*Page text:*
+--

Here’s a conversation we as business coaches have had numerous times over the years, and a scenario we’ve lived through ourselves:
Coach: “What does it feel like in your business at the moment?”
Business Owner: “We’re flat out! Everyone’s just about keeping their head above water.”
Coach: “What does flat out mean? How far above a sustainable work rate are you?”
Business Owner: “Not entirely sure. It would probably depend who you asked. We won a couple of new clients in the last quarter and we seem to have been running to catch up ever since.”
Coach: “So is everybody ‘flat out’, or particular teams?”
Business Owner: “It’s all hands to the pump. Everyone’s doing what it takes and helping out where they need to.”
Coach: “So what’s your strategy to get things back under control?”
Business Owner: “We need to recruit, ideally. I’m starting to pick up a few grumbles from the team. And clients can sense it as mistakes are slipping through. However, I’m a bit reluctant. A couple of our long-standing Clients are facing pressures of their own so I’d rather hang on and see how that pans out before committing to more staff.”
There are a number of themes here and likely to be several underlying causes for this state of affairs.
Let’s focus on one that is common to many small businesses with a high service ethos: insufficient capacity management. Or, to put it another way, a commitment to service their clients that overwhelms any systems they may (or may not) have in place to manage their capacity.
What Capacity Is and Why You Should Manage It
Firstly, what do we mean by capacity? We mean exactly the same as we do in everyday life. If we buy a one litre drinking bottle, we understand its capacity: 1 litre. Most of us have a rough idea of the capacity of our cars’ petrol tanks; measured either in litres or the £ equivalent. We also talk about our capacity to achieve something by a deadline: which tends to be a judgment based on the time we estimate the task will take (which will also depend on how good we are at it), in the light of all other tasks we have to perform and the total time we have available.
The capacity of a business is no different: it is a measure of the maximum output it can produce with the resources and infrastructure at its disposal – be that units of output, or the sales value of that output. Output can be products, services or a blend of the two.
Whilst the concept of capacity is straightforward, it’s relatively uncommon in our experience to find service businesses who know their capacity, and how this is built up across departments or teams. And even rarer still to find businesses that are systematically using capacity management to inform their business strategy.
The Results of Poor Capacity Management
The result is uncertainty, poor decision-making and sometimes, break-downs. Running a business without a capacity strategy is rather like driving a car without a dashboard.
If a business doesn’t know its capacity, it cannot know, other than by feel, how far above or below that capacity it is operating (aka its operating rate). Consequently, it won’t have a measure of how long it can continue at that rate before reason would suggest that someone or something is likely to break down – for example, through increased illness, systems failure or demotivation. If you drive a car flat out, you get fewer miles to the gallon and eventually, components wear out. People and systems are no different.

+--

*The tasks:*
- A) Copy word for word the passage of the capacity management article that begins at the words "The capacity of a" and stops after "of the two.".
- B) In the capacity management article, what is running a business without a capacity strategy likened to?

+--

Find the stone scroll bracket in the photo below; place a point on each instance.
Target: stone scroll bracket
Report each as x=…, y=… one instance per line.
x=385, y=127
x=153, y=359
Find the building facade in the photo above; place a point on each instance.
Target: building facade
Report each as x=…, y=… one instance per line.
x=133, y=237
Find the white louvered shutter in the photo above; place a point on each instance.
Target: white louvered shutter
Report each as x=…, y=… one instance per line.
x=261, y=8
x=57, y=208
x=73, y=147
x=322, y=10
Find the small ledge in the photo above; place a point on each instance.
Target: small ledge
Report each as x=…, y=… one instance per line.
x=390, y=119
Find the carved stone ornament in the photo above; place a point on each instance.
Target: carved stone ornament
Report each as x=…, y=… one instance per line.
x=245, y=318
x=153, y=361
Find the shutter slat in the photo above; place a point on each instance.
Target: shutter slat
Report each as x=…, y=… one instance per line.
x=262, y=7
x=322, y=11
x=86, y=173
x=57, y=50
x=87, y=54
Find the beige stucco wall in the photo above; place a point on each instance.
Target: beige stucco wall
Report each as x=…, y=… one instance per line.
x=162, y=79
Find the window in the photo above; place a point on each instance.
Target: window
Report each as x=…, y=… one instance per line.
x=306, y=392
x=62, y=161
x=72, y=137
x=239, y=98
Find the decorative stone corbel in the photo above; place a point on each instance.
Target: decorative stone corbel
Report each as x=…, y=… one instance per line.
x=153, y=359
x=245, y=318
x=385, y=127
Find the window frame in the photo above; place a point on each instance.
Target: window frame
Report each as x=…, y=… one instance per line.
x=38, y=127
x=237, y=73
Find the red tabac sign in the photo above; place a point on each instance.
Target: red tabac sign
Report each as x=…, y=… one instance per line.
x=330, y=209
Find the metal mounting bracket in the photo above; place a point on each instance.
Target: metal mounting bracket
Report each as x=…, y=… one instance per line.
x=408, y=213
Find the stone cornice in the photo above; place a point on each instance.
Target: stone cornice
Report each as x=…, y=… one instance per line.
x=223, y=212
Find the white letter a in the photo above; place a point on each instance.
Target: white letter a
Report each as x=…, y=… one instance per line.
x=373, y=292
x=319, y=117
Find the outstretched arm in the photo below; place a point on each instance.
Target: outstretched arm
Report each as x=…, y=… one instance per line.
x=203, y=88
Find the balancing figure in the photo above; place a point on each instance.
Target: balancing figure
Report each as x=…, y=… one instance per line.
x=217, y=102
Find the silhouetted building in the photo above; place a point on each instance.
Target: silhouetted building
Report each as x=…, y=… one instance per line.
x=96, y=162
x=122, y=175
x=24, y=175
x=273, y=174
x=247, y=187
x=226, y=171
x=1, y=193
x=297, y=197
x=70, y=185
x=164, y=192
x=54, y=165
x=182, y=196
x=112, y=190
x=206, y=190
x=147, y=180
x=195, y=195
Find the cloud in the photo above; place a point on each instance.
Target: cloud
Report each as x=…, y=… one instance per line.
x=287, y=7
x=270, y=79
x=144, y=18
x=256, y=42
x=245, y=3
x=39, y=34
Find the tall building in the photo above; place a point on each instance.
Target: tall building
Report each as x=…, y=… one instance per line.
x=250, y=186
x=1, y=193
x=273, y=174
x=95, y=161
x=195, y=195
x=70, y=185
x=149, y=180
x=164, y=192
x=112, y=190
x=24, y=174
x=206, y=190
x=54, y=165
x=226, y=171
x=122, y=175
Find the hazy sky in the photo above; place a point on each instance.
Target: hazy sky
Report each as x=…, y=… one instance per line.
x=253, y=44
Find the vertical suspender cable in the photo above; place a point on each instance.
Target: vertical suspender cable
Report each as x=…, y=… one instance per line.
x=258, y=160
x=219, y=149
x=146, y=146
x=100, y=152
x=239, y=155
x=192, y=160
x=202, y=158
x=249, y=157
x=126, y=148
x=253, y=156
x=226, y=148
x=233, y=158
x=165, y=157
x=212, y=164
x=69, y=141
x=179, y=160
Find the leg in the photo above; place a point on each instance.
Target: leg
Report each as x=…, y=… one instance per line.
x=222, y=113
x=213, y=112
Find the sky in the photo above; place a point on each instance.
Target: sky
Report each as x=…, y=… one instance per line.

+--

*The responses:*
- A)
The capacity of a business is no different: it is a measure of the maximum output it can produce with the resources and infrastructure at its disposal – be that units of output, or the sales value of that output. Output can be products, services or a blend of the two.

- B) Driving a car without a dashboard.